_WORK TO BE COMPLETED_
In the forum thread about converting a time string in XSLT, what offset and length does the answer's stylesheet give for the time zone?

_EXTRACT TO READ_
Convert time string in XSLT

Question

How do I convert a time string like

20101115083000 +0200

to

2010-11-15 08:30:00 +0200

using XSLT?

Answer 1

Here is a most generic formatDateTime processing. Input and output format are completely configyrable and passed as parameters:

<xsl:stylesheet version="1.0"
 xmlns:xsl="http://www.w3.org/1999/XSL/Transform">
 <xsl:output omit-xml-declaration="yes" indent="yes"/>

 <xsl:template match="/">
  <xsl:call-template name="convertDateTime">
   <xsl:with-param name="pDateTime" select="."/>
  </xsl:call-template>
 </xsl:template>

 <xsl:template name="convertDateTime">
  <xsl:param name="pDateTime"/>
  <xsl:param name="pInFormat">
    <year offset="0" length="4"/>
    <month offset="4" length="2"/>
    <day offset="6" length="2"/>
    <hour offset="8" length="2"/>
    <minutes offset="10" length="2"/>
    <seconds offset="12" length="2"/>
    <zone offset="15" length="5"/>
  </xsl:param>

  <xsl:param name="pOutFormat">
   <y/>-<mo/>-<d/> <h/>:<m/>:<s/> <z/>
  </xsl:param>

  <xsl:variable name="vInFormat" select=
   "document('')/*/xsl:template[@name='convertDateTime']
                       /xsl:param[@name='pInFormat']"/>
  <xsl:variable name="vOutFormat" select=
   "document('')/*/xsl:template[@name='convertDateTime']
                       /xsl:param[@name='pOutFormat']"/>
  <xsl:apply-templates select="$vOutFormat/node()"

_Data entries_

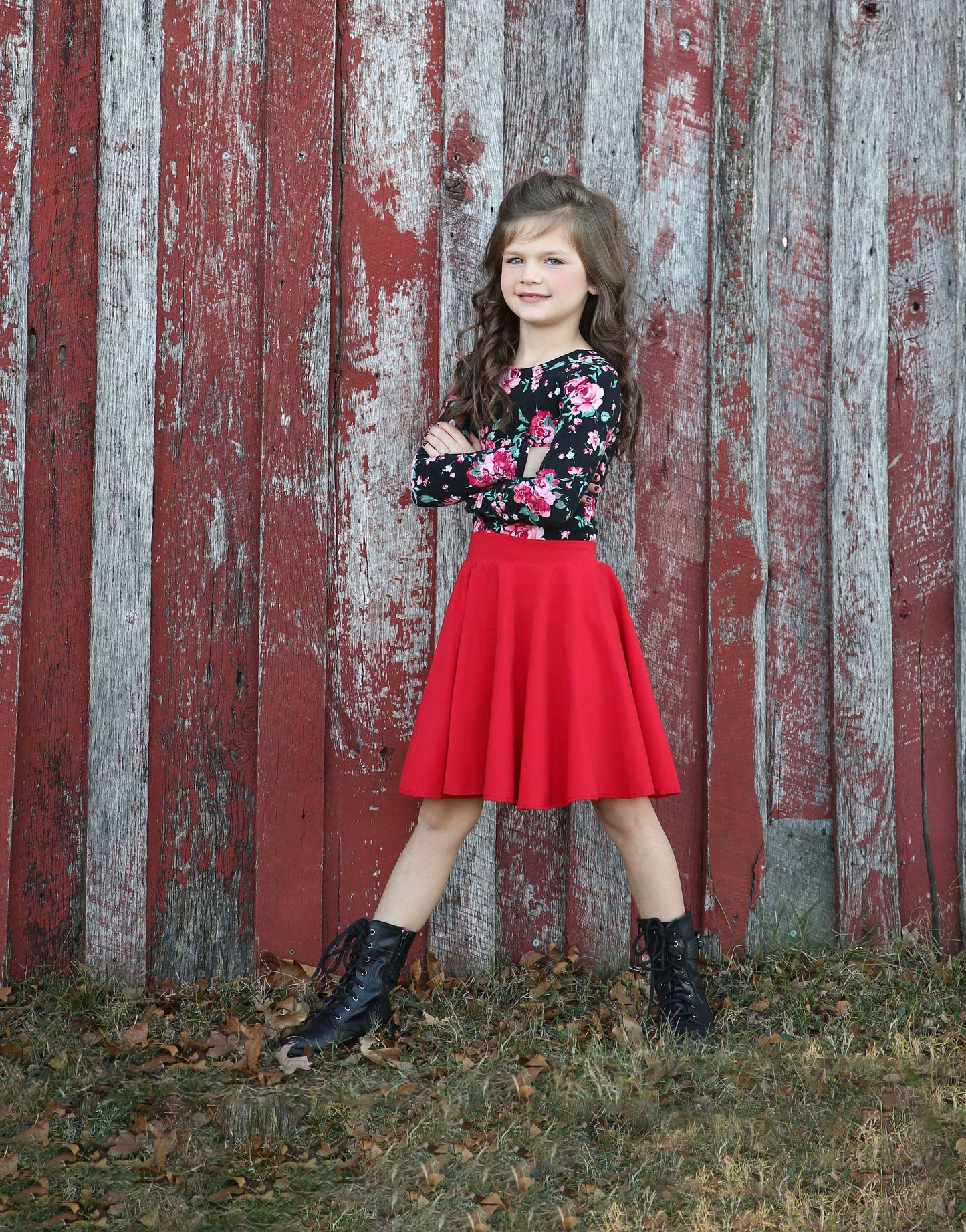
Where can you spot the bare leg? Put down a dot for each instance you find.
(419, 876)
(648, 858)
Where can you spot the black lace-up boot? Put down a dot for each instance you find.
(672, 964)
(372, 953)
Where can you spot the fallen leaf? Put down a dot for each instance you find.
(521, 1176)
(291, 1065)
(431, 1173)
(126, 1144)
(567, 1216)
(137, 1035)
(536, 1065)
(489, 1204)
(521, 1084)
(254, 1036)
(632, 1031)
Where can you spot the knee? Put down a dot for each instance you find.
(622, 818)
(451, 818)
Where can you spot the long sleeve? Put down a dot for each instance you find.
(587, 425)
(450, 477)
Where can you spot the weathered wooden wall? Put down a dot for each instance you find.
(237, 245)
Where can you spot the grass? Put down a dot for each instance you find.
(831, 1097)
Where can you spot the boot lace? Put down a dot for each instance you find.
(668, 971)
(345, 948)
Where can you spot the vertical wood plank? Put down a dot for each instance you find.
(124, 440)
(598, 912)
(49, 805)
(858, 486)
(922, 380)
(959, 438)
(386, 377)
(16, 99)
(799, 880)
(737, 497)
(293, 476)
(463, 929)
(669, 588)
(542, 131)
(206, 536)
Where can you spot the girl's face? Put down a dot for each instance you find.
(544, 280)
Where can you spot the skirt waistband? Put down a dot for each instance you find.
(491, 545)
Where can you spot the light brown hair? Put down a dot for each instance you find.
(599, 235)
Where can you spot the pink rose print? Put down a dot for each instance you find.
(584, 394)
(537, 493)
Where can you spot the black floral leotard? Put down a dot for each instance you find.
(571, 404)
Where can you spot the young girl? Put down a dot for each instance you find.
(537, 693)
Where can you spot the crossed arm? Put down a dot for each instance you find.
(497, 479)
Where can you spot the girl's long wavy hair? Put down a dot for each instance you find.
(598, 233)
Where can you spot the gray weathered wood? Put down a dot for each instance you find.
(463, 926)
(959, 438)
(922, 382)
(798, 701)
(16, 57)
(127, 295)
(672, 454)
(544, 102)
(858, 482)
(599, 900)
(737, 800)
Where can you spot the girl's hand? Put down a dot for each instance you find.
(445, 438)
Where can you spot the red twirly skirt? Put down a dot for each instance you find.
(537, 694)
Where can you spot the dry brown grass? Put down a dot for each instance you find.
(831, 1097)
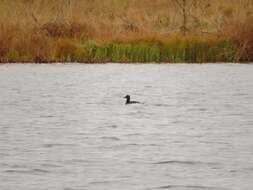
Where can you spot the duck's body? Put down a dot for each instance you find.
(128, 101)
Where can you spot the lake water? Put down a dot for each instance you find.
(66, 127)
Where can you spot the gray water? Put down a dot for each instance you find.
(66, 127)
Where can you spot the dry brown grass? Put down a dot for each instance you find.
(32, 30)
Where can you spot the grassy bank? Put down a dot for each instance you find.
(171, 50)
(130, 31)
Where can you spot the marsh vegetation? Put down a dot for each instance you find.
(129, 31)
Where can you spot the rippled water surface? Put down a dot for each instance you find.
(66, 127)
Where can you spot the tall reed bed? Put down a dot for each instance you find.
(173, 50)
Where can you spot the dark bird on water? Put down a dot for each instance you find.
(128, 101)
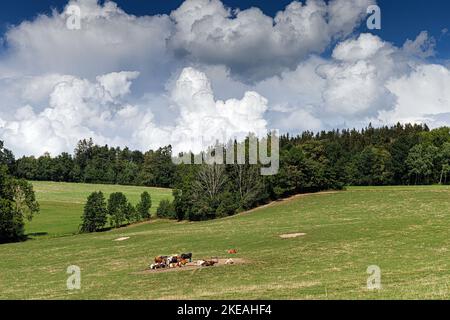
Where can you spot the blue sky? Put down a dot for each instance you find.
(402, 19)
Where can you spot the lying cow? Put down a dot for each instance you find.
(161, 259)
(186, 256)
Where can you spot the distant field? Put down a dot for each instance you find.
(62, 204)
(403, 230)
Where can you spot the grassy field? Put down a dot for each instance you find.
(62, 205)
(403, 230)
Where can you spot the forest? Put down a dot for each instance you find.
(409, 154)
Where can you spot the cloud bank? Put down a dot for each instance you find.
(207, 72)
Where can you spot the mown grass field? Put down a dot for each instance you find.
(403, 230)
(62, 204)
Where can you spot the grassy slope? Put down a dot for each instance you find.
(403, 230)
(62, 204)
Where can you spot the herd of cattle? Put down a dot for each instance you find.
(181, 260)
(162, 262)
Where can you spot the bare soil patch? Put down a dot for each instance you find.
(292, 235)
(193, 266)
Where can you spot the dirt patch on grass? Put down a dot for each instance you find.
(292, 235)
(122, 239)
(193, 266)
(293, 198)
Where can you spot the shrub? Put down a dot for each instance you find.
(95, 213)
(143, 207)
(166, 210)
(17, 203)
(119, 209)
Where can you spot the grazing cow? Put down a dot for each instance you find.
(229, 261)
(186, 256)
(209, 263)
(182, 262)
(161, 259)
(172, 259)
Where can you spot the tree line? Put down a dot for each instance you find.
(407, 154)
(118, 209)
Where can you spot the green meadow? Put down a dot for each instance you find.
(403, 230)
(62, 204)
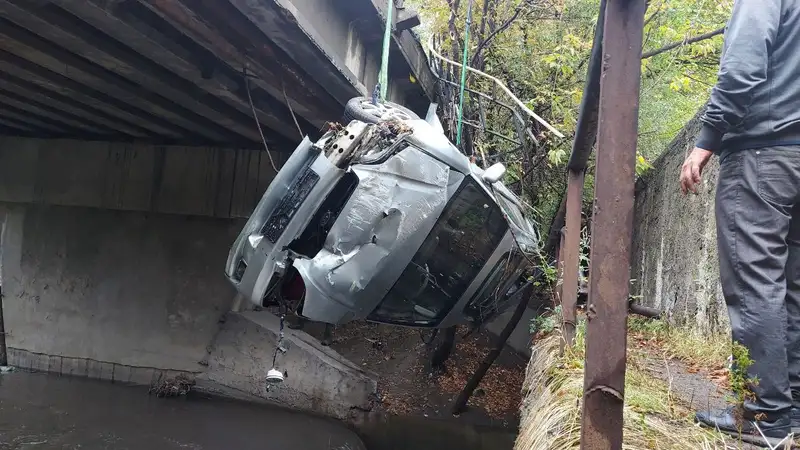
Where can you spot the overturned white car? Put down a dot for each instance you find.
(384, 220)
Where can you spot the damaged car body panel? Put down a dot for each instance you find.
(392, 209)
(387, 222)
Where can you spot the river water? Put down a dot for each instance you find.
(44, 412)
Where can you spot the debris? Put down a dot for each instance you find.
(173, 386)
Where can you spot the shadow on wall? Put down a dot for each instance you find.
(674, 265)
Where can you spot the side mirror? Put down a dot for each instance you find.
(493, 174)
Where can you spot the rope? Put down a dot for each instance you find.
(463, 75)
(297, 124)
(280, 341)
(383, 78)
(499, 84)
(255, 116)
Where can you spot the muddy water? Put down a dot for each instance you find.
(42, 412)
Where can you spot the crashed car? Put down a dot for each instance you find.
(384, 220)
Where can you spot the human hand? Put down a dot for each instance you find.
(692, 170)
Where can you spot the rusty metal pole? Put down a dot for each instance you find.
(570, 254)
(612, 225)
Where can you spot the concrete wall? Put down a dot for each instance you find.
(112, 261)
(674, 259)
(198, 181)
(134, 298)
(141, 290)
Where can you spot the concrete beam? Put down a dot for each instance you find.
(195, 181)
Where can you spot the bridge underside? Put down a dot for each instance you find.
(180, 71)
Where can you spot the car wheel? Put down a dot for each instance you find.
(361, 108)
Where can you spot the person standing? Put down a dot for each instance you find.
(752, 122)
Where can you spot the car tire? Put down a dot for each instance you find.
(362, 109)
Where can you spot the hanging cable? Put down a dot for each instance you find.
(296, 123)
(463, 75)
(255, 117)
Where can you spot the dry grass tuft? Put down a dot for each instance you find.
(702, 350)
(551, 406)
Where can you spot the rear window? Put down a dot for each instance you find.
(457, 248)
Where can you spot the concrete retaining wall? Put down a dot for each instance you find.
(197, 181)
(674, 261)
(142, 290)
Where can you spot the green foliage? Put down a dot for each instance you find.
(740, 381)
(548, 322)
(543, 57)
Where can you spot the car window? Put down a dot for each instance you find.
(457, 248)
(492, 293)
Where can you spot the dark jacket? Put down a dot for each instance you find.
(756, 102)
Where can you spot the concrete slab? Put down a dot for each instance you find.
(319, 379)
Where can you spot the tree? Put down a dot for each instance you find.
(540, 48)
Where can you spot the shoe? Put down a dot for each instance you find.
(729, 421)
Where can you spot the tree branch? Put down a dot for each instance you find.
(489, 38)
(689, 41)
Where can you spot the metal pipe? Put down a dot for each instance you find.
(612, 226)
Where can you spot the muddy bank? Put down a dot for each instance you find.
(49, 412)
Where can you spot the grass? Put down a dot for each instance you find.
(653, 418)
(709, 351)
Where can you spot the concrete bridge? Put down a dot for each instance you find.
(129, 156)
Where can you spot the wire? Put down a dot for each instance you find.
(255, 117)
(383, 75)
(297, 124)
(463, 76)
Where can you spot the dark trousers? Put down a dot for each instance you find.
(758, 233)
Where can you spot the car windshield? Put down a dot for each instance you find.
(457, 248)
(514, 214)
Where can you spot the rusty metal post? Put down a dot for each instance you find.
(570, 254)
(612, 225)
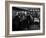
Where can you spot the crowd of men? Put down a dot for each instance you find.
(22, 21)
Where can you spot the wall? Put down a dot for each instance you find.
(2, 19)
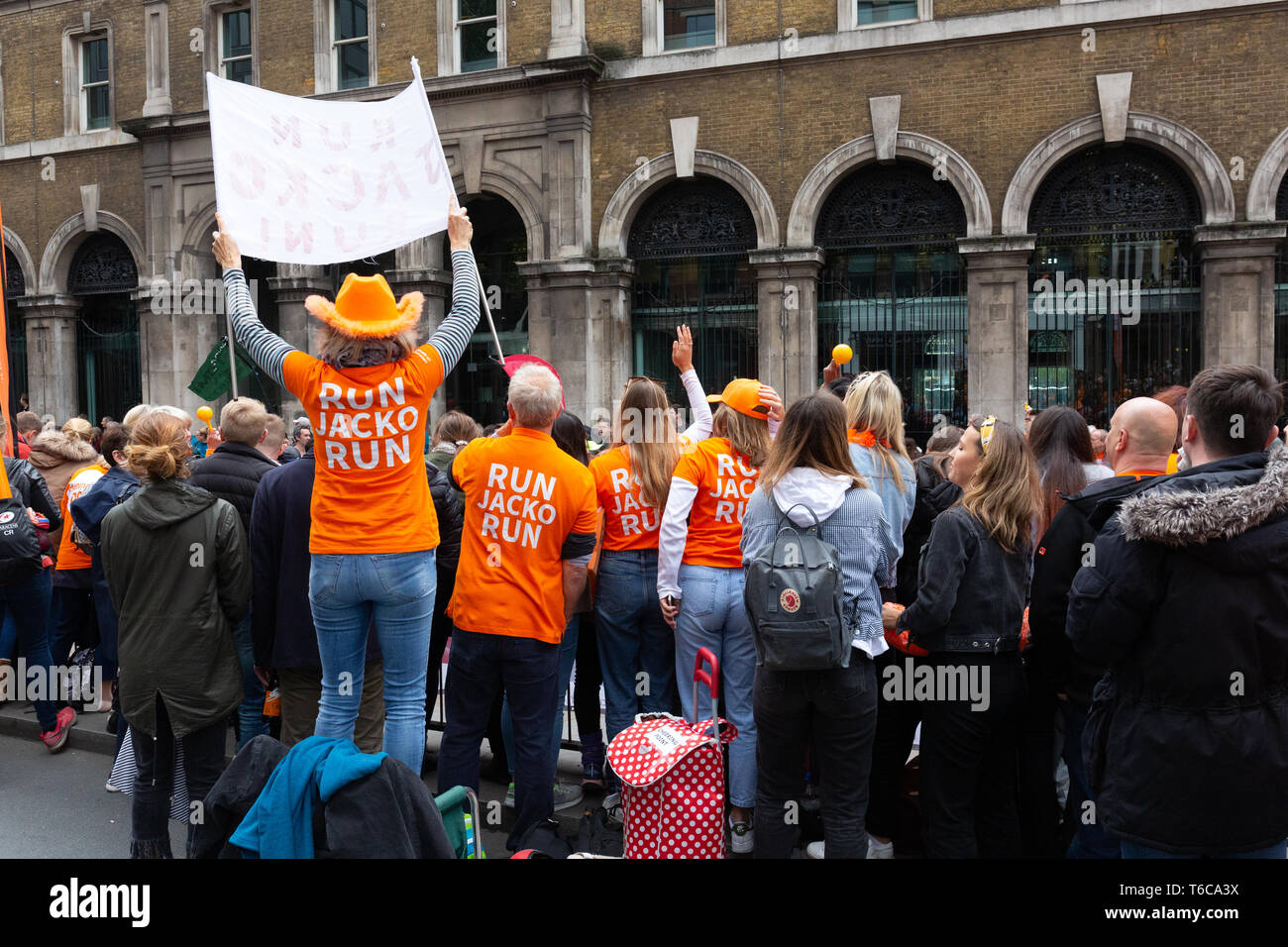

_RESULT OF THE EXERCISE_
The zone has an offset of 15 and a length of 5.